[PROBLEM] Could you repeat every record below exactly, leaving out the pictures?

[Items from a data source]
▬▬▬▬▬▬▬▬▬▬

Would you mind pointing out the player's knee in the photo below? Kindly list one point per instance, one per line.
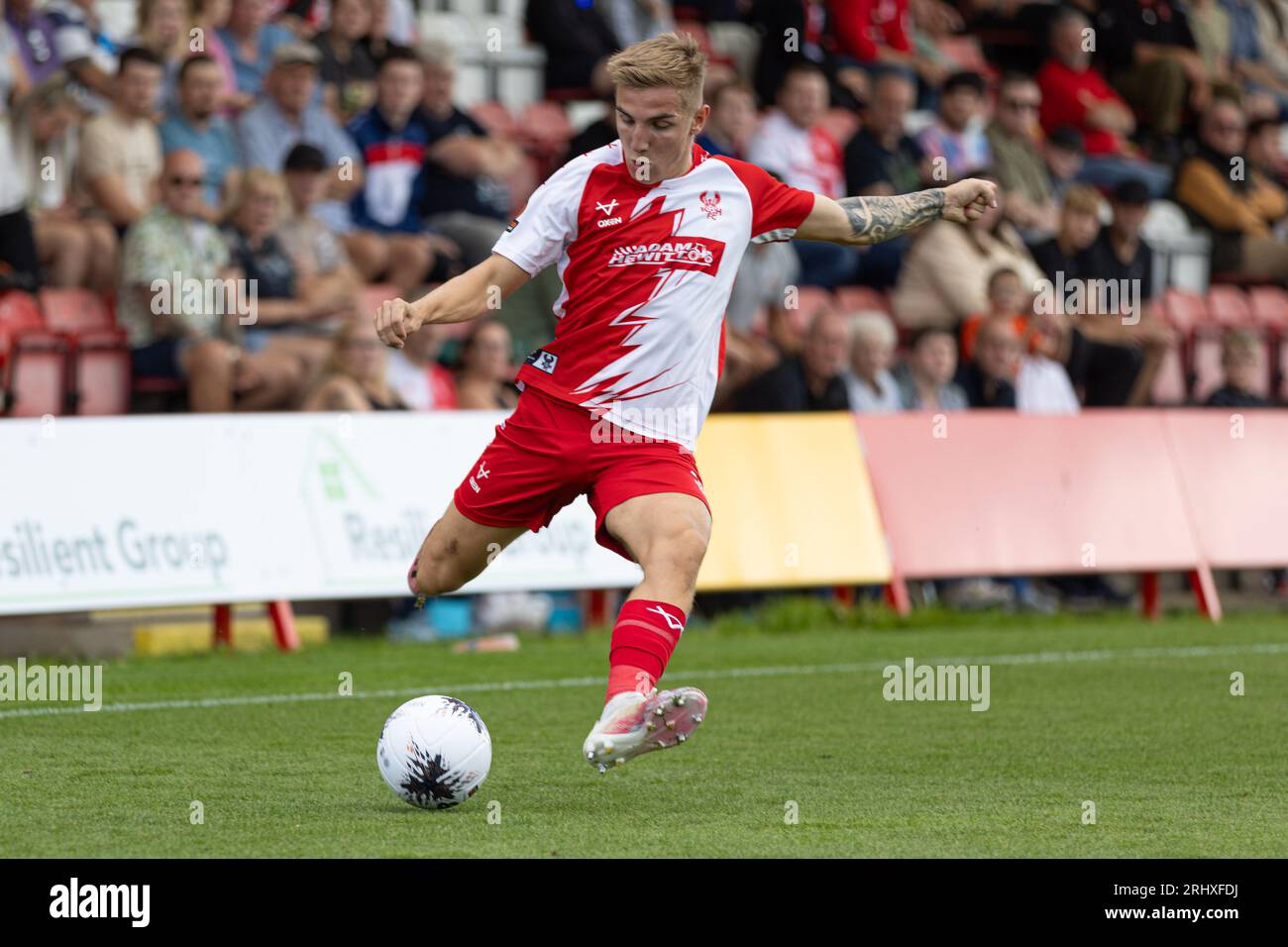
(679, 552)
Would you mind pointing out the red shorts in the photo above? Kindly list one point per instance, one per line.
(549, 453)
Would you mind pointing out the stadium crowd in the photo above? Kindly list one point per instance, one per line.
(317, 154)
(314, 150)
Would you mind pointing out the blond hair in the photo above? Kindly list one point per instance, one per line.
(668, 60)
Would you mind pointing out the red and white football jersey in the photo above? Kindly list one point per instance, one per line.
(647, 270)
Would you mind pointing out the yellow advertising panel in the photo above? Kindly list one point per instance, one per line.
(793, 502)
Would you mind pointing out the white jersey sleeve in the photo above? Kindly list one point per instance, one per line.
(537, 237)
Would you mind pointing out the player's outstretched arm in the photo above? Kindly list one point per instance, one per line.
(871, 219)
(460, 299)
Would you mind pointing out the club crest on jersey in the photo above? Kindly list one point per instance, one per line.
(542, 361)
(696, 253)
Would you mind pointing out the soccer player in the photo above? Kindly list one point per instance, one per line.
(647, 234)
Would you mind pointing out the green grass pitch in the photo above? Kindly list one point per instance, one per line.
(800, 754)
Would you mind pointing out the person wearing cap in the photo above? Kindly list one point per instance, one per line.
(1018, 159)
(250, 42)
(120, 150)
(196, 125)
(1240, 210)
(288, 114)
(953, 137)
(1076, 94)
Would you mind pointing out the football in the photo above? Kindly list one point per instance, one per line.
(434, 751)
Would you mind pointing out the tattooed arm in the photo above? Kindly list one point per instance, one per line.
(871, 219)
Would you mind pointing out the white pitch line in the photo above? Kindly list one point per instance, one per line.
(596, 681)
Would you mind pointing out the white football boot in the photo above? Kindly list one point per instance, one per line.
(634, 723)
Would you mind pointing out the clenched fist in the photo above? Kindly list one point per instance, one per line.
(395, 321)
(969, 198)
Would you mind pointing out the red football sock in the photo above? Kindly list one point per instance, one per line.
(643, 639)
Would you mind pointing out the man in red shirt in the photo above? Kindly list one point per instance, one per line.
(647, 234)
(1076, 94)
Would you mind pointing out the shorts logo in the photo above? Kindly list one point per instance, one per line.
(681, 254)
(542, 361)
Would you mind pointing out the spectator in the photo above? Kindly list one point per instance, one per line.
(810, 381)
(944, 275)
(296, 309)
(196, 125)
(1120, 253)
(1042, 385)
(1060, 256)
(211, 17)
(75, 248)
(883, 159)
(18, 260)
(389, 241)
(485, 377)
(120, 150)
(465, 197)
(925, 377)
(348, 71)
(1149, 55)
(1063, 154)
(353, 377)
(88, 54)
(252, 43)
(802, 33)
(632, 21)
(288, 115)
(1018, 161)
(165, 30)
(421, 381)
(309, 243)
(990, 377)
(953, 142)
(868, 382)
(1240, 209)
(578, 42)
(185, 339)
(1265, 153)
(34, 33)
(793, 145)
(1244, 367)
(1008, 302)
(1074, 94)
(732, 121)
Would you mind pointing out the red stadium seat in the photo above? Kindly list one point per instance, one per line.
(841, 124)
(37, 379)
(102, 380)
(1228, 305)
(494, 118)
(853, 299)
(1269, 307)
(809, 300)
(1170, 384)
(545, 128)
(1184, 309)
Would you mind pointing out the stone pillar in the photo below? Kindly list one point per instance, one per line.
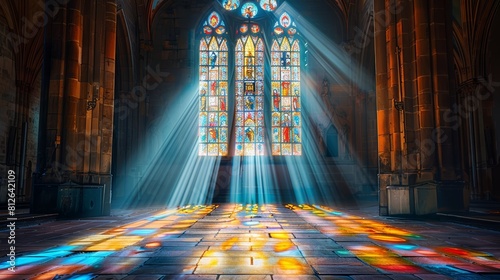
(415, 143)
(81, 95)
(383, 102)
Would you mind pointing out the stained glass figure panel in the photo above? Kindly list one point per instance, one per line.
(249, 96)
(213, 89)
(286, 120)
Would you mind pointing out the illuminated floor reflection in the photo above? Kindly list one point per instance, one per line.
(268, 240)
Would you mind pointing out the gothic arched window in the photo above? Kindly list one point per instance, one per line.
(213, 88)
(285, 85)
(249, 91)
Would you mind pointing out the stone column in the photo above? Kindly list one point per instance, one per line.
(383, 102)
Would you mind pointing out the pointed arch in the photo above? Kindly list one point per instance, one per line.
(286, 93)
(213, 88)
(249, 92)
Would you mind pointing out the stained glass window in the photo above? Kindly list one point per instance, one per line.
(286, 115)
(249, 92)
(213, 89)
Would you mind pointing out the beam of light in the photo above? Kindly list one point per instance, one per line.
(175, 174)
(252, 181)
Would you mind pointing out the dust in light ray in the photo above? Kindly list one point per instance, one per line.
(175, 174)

▬▬▬▬▬▬▬▬▬▬

[OUTPUT FOR THIS TASK]
Would you mind pointing out the player's knee in the photo below? Kindly list one point per instance, one per line.
(679, 552)
Would you mind pointing out the red shorts in the photo above? Kindly list one point per instance, one per line.
(549, 453)
Would you mind pointing out the stadium crowd in the photo above? Kindly list one point per instance, one per line.
(317, 154)
(314, 150)
Would you mind pointing out the blond hair in the photo above? Kindly list one point per instance, one per line.
(668, 60)
Would you mind pointing out the red and white football jersey in the photo above? Kindly list one point per instance, one per line.
(647, 270)
Would you mind pointing out the yellow advertising panel in the photo above? Kindly list one point per instance, one per line.
(793, 502)
Would you mind pointing out the white jersey sleeve in the photo above? Kindly list one point per instance, one per line.
(537, 237)
Would you mind pointing out the player's outstretched arm in the photo above? Kindly list one point per instance, one per line.
(871, 219)
(460, 299)
Would you mind pointing out the club crest on jersey in the photo above? Kindly list one point per instance, one per line.
(542, 361)
(696, 253)
Would you mind pointing out the soccer player in the photo above? Kindly list one point per instance, one per line.
(647, 234)
Would you mind pointing out the green grass pitch in the photo above? Kindly list one point per instance, one per line.
(800, 754)
Would you mind pointing out the person wearing cap in the photo above? Kindly list one point per instance, one per line.
(1018, 159)
(250, 42)
(120, 150)
(196, 125)
(1240, 210)
(288, 114)
(953, 137)
(1076, 94)
Would you mind pointing out the football in the photo above? Kindly list one point per instance, one per line.
(434, 751)
Would you mind pointing out the tattooed arm in the photo above? Kindly list one point per instance, one per line.
(871, 219)
Would you mind pointing out the white pitch line in the photo above? Kindly list one point per instance, one per line.
(596, 681)
Would you mind pointing out the white football boot in the photo above? Kindly list one point per instance, one per line.
(634, 723)
Would you mind pointing out the clenched fist in the photo above? Kindly list one point per instance, one per line.
(395, 321)
(969, 198)
Would you mind pointing out the red football sock in the photo above? Kindly list one point per instance, one per line.
(643, 639)
Would you mind pointing out the man in red shirt in the photo above? Kindly list one point per instance, one per line.
(647, 234)
(1076, 94)
Would you mind pointing out the shorts logo in the photo above? Kindly list one point per instance, one per line.
(681, 254)
(542, 361)
Would you mind pointing out the spectator in the photo above? Kindly list one point per instance, one per line.
(810, 381)
(944, 275)
(296, 309)
(196, 125)
(1120, 253)
(1042, 385)
(1060, 256)
(211, 17)
(75, 248)
(883, 159)
(18, 260)
(389, 241)
(485, 377)
(120, 150)
(465, 197)
(925, 377)
(348, 71)
(1149, 55)
(1063, 154)
(353, 377)
(88, 54)
(252, 43)
(802, 33)
(632, 21)
(288, 115)
(1018, 161)
(165, 30)
(421, 381)
(309, 243)
(990, 377)
(953, 142)
(868, 382)
(1240, 209)
(578, 42)
(185, 339)
(1265, 153)
(34, 33)
(793, 145)
(1244, 367)
(1008, 302)
(1074, 94)
(732, 121)
Would you mind pointing out the red stadium seat in the photo above? Kindly list one point per instance, one per line.
(841, 124)
(37, 379)
(102, 380)
(1228, 305)
(494, 118)
(853, 299)
(1269, 307)
(809, 300)
(1170, 384)
(545, 128)
(1184, 309)
Would you mind pointing out the stone pillar in the photo below? Kindly list one point per instance, one per line.
(415, 143)
(81, 95)
(383, 102)
Would you mind pointing out the stained glass figure panel in the photo above? Kindly list one point per instance, one per line.
(249, 96)
(213, 89)
(286, 120)
Would you mind pointing out the illuminated floor reflection in the photo above? Kindly list one point per instance, one per line.
(268, 240)
Would you mind pointing out the gothic arched window in the photo above? Kindly list one point per instance, one per line.
(213, 88)
(285, 85)
(249, 91)
Would you mind pointing out the stone column in the photo above? Kindly list one point per instance, one per line.
(383, 102)
Would you mind pointing out the pointed arch in the photo above? Kindly list one point per instance, one per line.
(286, 93)
(213, 88)
(249, 92)
Would you mind pointing out the stained glass window in the photo above? Kindly list one point per instance, one per line.
(286, 115)
(249, 92)
(213, 89)
Would you mind pointing out the beam of light in the photo above? Kindly list one point per instance, one per line.
(175, 174)
(252, 181)
Would you mind pointing out the dust in light ray in the photo above? Kindly list one point per instance, one per line.
(175, 174)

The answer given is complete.